Fix memory pool implementation

Summary: The memory pool implementation was written back in the days when I only had one GPU, and as a result I overlooked the fact that: (1) CNMEM needs to have the same current device for the allocation and deallocation to take place correctly. (2) cub needs the device id of the pointer passed in for proper deallocation. As a result, since C2 right now switches contexts very frequently, I added a global map to keep record of the pointer affiliations, and use that for deallocation when we are at another context. I have not tested the speed but assuming that std::unordered_map is not too bad this should be fairly fast. Differential Revision: D4617300 fbshipit-source-id: e8bb366616cd93504e7d68b7f999011cd49caba5
facebookarchive · Feb 27, 2017 · d4fea53 · d4fea53
1 parent e53b0c6
commit d4fea53
Showing 1 changed file with 36 additions and 5 deletions.
diff --git a/caffe2/core/context_gpu.cu b/caffe2/core/context_gpu.cu
@@ -2,6 +2,7 @@
 #include <atomic>
 #include <cstdlib>
 #include <string>
+#include <unordered_map>
 
 #include "cub/util_allocator.cuh"
 #include "cnmem.h"

Objectives:
- A) In the memory pool commit, what does cub need for proper deallocation?
- B) Pick up the memory pool commit after its last shown line and carry it forward.

Extracted entries:

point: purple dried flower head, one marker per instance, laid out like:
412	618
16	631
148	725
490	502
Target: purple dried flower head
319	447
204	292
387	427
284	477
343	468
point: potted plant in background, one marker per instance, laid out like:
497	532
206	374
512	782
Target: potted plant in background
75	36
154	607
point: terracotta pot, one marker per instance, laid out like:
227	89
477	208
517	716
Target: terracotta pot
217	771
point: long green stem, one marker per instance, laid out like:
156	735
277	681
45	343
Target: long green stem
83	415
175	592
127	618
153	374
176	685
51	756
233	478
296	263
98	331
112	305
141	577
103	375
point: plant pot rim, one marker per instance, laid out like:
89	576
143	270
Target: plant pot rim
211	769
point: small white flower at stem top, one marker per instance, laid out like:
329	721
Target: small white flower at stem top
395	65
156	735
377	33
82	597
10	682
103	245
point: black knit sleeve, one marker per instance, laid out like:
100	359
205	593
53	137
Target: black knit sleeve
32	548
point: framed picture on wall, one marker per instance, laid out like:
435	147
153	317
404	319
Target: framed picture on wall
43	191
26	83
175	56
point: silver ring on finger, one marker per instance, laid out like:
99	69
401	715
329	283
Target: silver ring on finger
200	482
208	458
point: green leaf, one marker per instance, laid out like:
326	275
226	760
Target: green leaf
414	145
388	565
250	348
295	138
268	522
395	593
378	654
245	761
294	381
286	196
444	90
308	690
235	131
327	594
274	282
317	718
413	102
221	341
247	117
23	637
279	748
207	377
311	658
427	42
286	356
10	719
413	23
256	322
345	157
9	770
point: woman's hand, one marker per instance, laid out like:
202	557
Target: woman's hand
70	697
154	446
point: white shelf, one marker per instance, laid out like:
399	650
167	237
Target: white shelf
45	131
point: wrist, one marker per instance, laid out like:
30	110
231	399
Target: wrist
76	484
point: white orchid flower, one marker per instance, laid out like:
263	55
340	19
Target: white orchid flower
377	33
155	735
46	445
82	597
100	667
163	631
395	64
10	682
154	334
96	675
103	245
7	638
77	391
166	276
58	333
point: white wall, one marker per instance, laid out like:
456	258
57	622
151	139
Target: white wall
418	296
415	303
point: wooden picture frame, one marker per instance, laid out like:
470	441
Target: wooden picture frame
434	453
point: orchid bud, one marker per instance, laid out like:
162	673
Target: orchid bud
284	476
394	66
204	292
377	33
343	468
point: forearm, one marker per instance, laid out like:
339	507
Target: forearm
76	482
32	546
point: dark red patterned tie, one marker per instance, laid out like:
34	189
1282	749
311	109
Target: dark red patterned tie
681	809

Expected outputs:
- A) The device id of the pointer passed in.

- B)
@@ -58,6 +59,19 @@ CudaMemoryPoolType g_cuda_memory_pool_type;
 vector<bool> g_cnmem_available_for_device;
 // For cub allocator
 unique_ptr<cub::CachingDeviceAllocator> g_cub_allocator;
+// an unordered map that holds the map from the cuda memory pointer to the
+// device id that it is allocated from. This is used in the cuda memory pool
+// cases, where we need the device id to carry out the deletion.
+// Note(jiayq): an alternate approach is to use cudaGetPointerAttributes, but
+// that is usually quite slow. We might want to benchmark the speed difference
+// though.
+// Note(jiayq): another alternate approach is to augment the Tensor class that
+// would allow one to record the device id. However, this does not address any
+// non-tensor allocation and deallocation.
+// Ideally, a memory pool should already have the device id information, as
+// long as we are using UVA (as of CUDA 5 and later) so the addresses are
+// unique.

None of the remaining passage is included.